------ RECORDS FOR THE EXERCISE ------

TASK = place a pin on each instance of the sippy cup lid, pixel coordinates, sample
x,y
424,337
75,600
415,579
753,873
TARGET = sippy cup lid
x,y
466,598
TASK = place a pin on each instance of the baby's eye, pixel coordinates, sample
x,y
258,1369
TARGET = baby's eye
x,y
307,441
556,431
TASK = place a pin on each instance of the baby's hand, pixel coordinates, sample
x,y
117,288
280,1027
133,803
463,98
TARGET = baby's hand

------

• **WHAT YOU WILL DO**
Return every record above exactly as written.

• **EXERCISE SOLUTION**
TASK = place a pin on each instance of the sippy cup lid, pixel coordinates, sample
x,y
424,337
75,600
415,579
753,873
TARGET = sippy cup lid
x,y
466,598
TASK = place a pin on each instance of the baby's eye, pixel coordinates, sample
x,y
258,1369
TARGET = baby's eye
x,y
307,441
556,431
TASK = place a pin on each instance of the baby's hand, pixel coordinates, sample
x,y
117,288
280,1027
133,803
463,98
TARGET = baby's hand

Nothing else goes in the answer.